▶ _THE DATA_:
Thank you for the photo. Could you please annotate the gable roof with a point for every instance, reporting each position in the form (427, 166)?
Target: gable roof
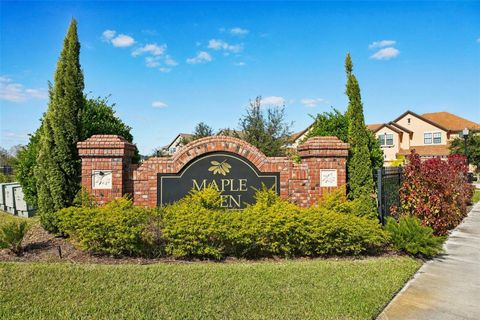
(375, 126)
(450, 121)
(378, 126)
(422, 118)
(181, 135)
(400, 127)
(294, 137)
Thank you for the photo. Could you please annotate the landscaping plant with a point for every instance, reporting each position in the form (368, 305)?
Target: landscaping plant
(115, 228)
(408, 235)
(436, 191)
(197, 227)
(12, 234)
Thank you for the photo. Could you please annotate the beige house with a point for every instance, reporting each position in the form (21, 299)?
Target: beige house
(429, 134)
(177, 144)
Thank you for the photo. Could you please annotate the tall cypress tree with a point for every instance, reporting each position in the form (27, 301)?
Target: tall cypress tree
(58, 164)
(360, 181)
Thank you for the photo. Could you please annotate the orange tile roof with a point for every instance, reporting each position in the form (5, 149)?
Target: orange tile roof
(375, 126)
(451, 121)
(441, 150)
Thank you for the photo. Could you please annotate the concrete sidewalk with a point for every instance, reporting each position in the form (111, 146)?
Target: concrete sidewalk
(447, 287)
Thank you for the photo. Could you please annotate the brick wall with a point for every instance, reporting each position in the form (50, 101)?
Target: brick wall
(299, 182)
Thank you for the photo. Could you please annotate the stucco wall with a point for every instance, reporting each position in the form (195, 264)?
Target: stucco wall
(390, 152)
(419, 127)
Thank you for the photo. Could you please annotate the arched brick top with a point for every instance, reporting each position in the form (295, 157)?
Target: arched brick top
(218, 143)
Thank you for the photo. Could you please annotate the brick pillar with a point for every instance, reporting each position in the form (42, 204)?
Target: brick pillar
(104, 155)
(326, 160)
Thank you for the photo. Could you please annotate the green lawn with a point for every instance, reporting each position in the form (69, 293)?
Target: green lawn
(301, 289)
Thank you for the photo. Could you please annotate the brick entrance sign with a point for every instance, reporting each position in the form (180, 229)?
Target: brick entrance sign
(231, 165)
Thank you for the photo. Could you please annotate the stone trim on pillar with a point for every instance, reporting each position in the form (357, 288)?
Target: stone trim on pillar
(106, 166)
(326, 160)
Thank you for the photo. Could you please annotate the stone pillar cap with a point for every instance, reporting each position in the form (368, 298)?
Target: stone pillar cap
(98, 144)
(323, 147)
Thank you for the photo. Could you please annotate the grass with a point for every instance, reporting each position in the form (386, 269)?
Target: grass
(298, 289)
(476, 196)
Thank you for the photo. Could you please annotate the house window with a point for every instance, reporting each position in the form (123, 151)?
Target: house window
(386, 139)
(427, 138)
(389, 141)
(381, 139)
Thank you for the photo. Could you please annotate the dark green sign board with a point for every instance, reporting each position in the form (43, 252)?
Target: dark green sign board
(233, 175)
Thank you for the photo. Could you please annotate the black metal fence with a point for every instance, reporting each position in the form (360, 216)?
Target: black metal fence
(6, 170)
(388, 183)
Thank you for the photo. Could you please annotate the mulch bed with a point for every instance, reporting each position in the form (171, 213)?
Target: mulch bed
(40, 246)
---
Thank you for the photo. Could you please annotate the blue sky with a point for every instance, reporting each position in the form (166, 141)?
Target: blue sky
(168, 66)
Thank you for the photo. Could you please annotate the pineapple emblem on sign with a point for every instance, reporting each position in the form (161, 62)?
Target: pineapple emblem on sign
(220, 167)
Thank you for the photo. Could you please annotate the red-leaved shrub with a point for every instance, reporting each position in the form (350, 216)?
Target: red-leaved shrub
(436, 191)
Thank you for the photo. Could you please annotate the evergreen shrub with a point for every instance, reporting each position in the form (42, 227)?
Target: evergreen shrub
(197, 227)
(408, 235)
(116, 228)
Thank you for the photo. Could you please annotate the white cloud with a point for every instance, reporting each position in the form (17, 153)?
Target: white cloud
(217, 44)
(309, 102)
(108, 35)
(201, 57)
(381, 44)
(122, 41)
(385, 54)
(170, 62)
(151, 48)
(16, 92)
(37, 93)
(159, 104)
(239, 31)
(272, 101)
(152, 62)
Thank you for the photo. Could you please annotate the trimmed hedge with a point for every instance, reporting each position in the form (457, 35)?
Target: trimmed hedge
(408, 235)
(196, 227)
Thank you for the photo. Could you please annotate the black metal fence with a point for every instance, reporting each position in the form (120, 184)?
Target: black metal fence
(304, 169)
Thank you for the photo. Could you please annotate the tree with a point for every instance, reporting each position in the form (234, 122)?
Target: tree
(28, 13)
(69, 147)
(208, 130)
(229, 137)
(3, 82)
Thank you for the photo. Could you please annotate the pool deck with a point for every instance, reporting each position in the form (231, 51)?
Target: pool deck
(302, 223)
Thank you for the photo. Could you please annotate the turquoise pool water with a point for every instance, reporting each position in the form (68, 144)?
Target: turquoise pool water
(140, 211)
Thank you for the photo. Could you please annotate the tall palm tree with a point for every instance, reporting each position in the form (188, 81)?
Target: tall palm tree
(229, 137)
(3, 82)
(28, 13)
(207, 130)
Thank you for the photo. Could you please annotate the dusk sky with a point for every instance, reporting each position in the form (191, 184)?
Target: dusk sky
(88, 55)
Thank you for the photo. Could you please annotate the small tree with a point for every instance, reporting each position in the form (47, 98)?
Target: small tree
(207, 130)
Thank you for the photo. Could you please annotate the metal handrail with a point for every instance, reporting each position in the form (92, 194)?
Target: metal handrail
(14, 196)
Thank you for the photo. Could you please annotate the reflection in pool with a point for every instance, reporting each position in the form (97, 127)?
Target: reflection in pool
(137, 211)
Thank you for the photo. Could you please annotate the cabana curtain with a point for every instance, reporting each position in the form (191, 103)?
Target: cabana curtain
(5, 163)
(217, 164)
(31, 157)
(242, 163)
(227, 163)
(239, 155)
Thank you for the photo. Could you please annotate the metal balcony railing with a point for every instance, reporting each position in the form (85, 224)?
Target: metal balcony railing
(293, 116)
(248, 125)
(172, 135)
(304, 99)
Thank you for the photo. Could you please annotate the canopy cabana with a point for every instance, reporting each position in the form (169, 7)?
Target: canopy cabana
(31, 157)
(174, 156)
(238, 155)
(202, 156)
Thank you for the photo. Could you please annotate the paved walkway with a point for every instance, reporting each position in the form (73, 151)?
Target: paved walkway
--
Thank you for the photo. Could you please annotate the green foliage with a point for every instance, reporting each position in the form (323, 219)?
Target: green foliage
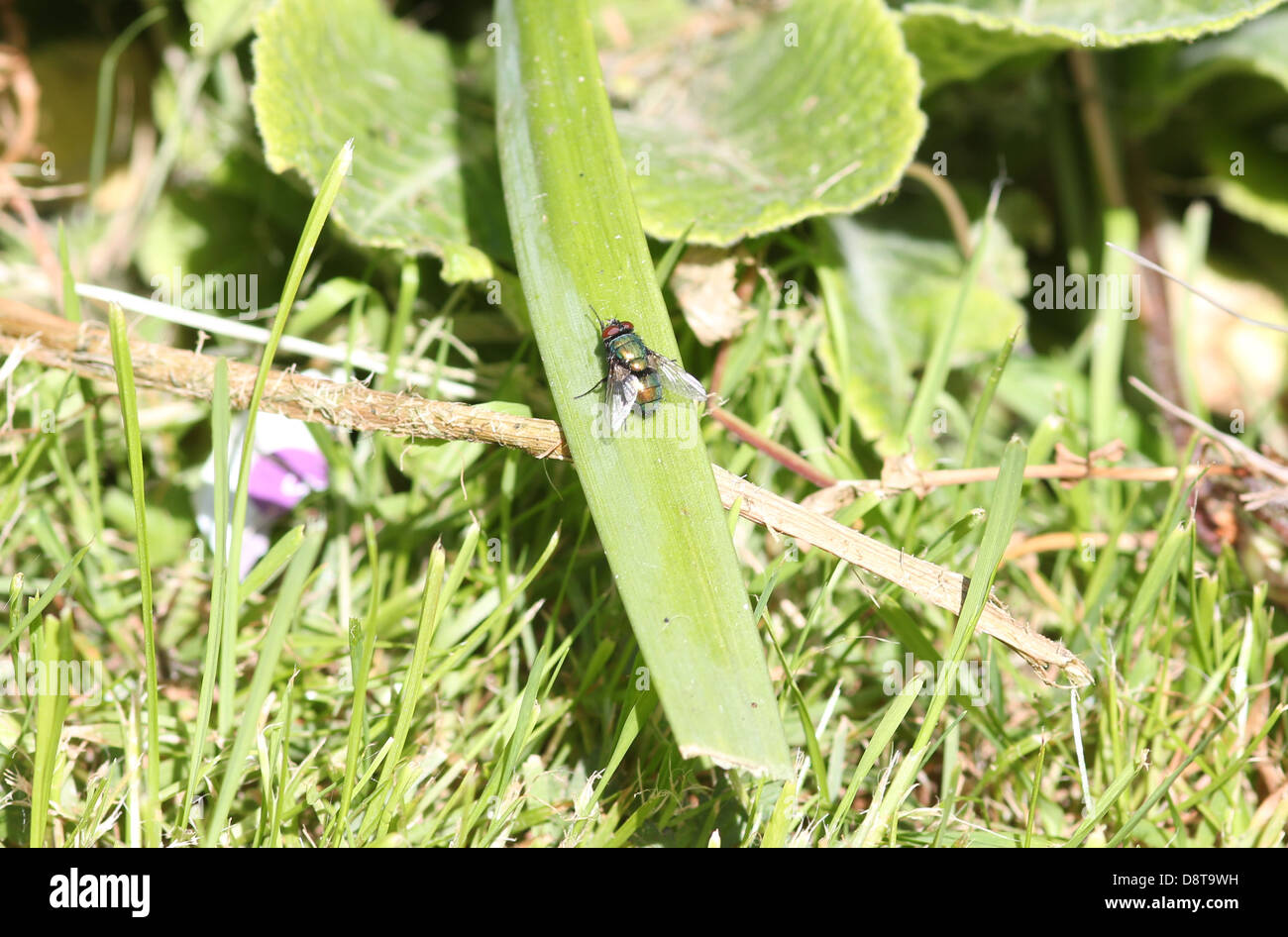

▶ _THE REQUEST_: Copy out every line in the entries above that contains the word "sidewalk". Case counts.

▶ _SOLVED EXERCISE_:
Thank you for the photo. Could you please annotate the concrete sidewalk with a point for every instance, reporting each position in the form (111, 146)?
Target: concrete sidewalk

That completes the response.